• [Task] Repeat exactly the lines that run from the start of the records below to the line with "Target: building rooftop", including both of those lines but not the pictures.

• [Raw data]
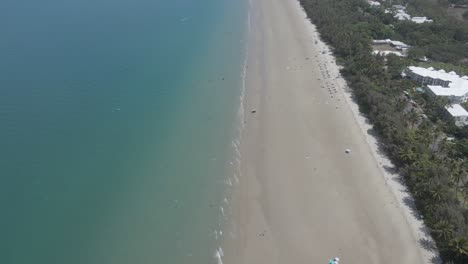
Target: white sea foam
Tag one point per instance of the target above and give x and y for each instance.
(219, 254)
(222, 210)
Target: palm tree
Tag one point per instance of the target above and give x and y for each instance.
(457, 174)
(459, 246)
(443, 230)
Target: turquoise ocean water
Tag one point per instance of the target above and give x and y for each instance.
(116, 127)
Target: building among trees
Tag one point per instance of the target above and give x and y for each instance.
(458, 114)
(441, 83)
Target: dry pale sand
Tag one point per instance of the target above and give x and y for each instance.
(300, 198)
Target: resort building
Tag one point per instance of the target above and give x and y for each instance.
(420, 20)
(388, 46)
(440, 83)
(458, 114)
(399, 12)
(373, 3)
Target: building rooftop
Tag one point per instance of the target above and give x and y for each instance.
(456, 110)
(458, 86)
(373, 3)
(420, 20)
(386, 52)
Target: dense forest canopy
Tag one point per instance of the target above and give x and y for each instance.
(435, 169)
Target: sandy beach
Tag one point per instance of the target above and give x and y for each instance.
(300, 197)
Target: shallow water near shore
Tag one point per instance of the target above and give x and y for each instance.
(118, 129)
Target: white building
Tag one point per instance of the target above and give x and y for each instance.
(441, 83)
(458, 113)
(399, 12)
(394, 43)
(401, 15)
(387, 52)
(420, 20)
(373, 3)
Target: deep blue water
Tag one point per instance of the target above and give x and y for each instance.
(116, 119)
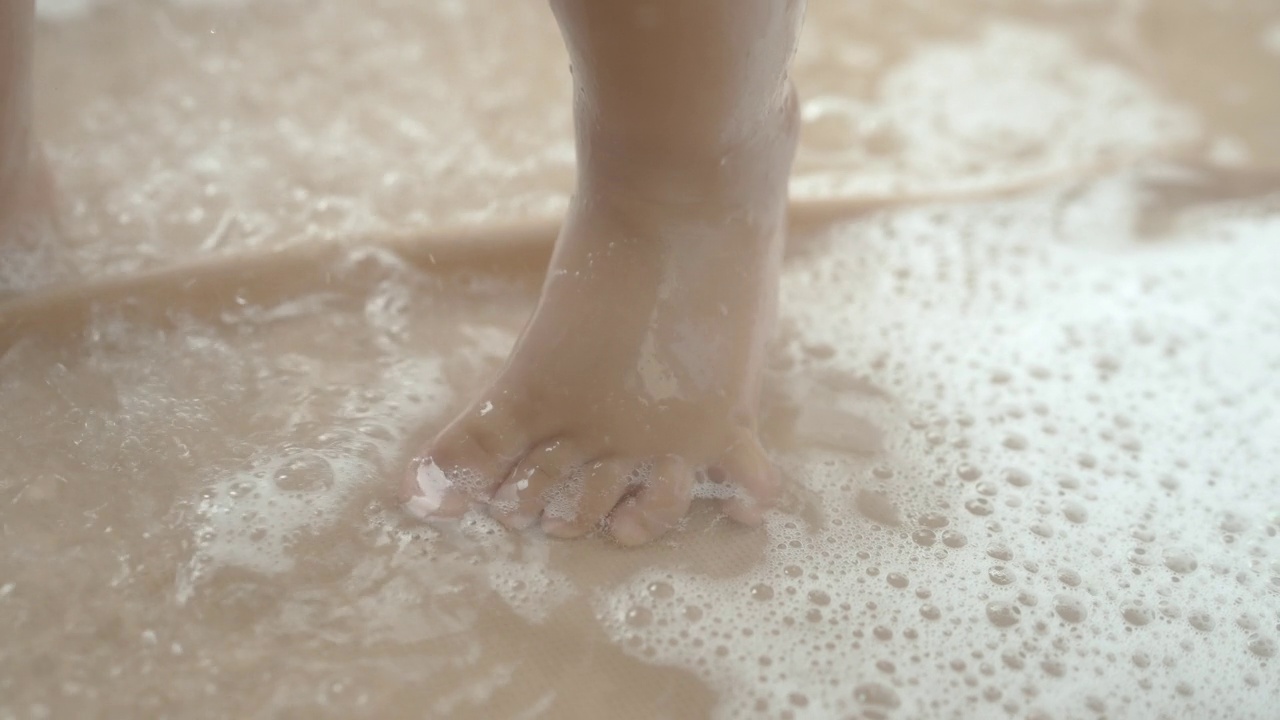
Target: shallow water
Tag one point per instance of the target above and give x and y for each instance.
(1031, 437)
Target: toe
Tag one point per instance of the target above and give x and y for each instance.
(465, 463)
(603, 483)
(755, 482)
(662, 501)
(521, 499)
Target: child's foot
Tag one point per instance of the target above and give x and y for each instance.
(641, 364)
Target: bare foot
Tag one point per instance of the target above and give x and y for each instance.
(641, 364)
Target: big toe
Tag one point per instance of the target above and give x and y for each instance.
(755, 482)
(465, 463)
(662, 501)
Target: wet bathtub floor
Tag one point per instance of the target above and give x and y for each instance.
(1024, 388)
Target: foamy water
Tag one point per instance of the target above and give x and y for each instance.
(1029, 441)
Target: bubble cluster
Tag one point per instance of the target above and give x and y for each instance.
(1018, 534)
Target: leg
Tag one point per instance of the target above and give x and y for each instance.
(641, 363)
(26, 188)
(16, 39)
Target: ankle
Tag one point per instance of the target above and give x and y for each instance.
(688, 169)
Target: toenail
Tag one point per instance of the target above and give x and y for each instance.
(432, 486)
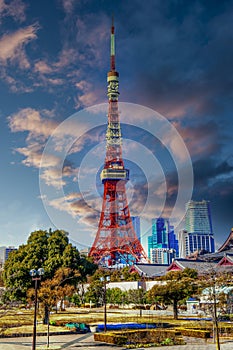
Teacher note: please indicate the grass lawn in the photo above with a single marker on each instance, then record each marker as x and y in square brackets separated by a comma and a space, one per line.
[21, 321]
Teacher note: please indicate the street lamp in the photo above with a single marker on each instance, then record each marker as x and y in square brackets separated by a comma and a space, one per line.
[36, 276]
[105, 280]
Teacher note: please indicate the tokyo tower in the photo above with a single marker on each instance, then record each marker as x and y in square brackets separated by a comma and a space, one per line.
[116, 240]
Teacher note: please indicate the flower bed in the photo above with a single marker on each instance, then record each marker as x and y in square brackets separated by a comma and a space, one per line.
[154, 336]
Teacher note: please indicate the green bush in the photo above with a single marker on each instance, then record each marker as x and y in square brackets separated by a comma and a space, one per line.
[142, 336]
[197, 333]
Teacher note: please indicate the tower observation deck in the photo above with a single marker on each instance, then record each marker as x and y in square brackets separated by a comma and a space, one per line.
[116, 240]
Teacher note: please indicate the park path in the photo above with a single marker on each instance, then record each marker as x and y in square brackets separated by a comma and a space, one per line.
[86, 341]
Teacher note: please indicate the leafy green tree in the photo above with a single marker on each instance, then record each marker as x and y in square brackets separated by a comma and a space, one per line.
[50, 250]
[114, 296]
[177, 285]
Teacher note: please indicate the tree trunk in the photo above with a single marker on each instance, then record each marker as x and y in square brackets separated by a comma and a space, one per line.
[175, 309]
[46, 315]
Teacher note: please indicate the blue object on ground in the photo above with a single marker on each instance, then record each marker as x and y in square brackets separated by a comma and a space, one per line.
[119, 326]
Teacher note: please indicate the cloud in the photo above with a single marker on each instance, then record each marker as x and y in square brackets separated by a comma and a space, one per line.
[14, 9]
[31, 120]
[77, 207]
[12, 46]
[68, 6]
[56, 178]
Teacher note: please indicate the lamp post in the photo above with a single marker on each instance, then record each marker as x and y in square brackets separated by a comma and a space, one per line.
[36, 275]
[105, 280]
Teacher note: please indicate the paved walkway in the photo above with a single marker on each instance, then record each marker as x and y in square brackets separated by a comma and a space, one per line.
[86, 341]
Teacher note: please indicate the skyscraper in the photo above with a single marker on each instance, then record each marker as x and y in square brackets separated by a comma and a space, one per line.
[198, 218]
[198, 225]
[115, 239]
[162, 244]
[137, 226]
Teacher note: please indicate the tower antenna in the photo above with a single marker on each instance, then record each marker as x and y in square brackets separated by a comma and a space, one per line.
[115, 239]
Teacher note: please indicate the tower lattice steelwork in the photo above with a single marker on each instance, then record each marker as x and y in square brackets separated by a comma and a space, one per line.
[115, 238]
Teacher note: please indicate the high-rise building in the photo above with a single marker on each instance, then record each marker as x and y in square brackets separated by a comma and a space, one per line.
[198, 225]
[115, 239]
[182, 234]
[198, 218]
[137, 226]
[162, 244]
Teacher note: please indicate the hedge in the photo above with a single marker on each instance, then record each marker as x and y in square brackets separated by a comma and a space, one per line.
[142, 336]
[196, 333]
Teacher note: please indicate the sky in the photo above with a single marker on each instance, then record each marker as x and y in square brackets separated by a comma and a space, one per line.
[176, 97]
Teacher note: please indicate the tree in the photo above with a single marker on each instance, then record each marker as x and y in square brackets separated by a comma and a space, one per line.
[176, 286]
[50, 250]
[114, 296]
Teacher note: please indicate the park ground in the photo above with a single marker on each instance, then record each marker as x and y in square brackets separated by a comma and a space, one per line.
[86, 341]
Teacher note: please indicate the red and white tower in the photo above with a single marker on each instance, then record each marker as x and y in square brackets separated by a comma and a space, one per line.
[115, 238]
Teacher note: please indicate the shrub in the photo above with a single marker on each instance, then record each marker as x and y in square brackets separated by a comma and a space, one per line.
[197, 333]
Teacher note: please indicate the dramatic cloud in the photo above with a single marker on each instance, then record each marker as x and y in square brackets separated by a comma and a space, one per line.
[12, 46]
[30, 120]
[14, 8]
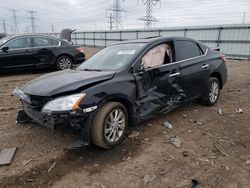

• [Answer space]
Target: white sea foam
Tag one point per instance of the target above and give x and y for each instance.
(219, 254)
(222, 210)
Target: palm tree
Tag one point per instance of the target above and give x and y for each instance.
(457, 174)
(459, 246)
(443, 230)
Target: turquoise ocean water
Tag one point per instance of the target above and give x and y for each instance.
(116, 127)
Target: building among trees
Tag one point per instance of the target above and give x and y for each instance.
(458, 114)
(441, 83)
Target: dry pale sand
Tag one point per instance of the target above and give x and y for each instance.
(300, 198)
Target: resort building
Tag one point per instance of the target above and give x and y for each instance.
(420, 20)
(388, 46)
(440, 83)
(458, 114)
(399, 12)
(373, 3)
Target: building rooftop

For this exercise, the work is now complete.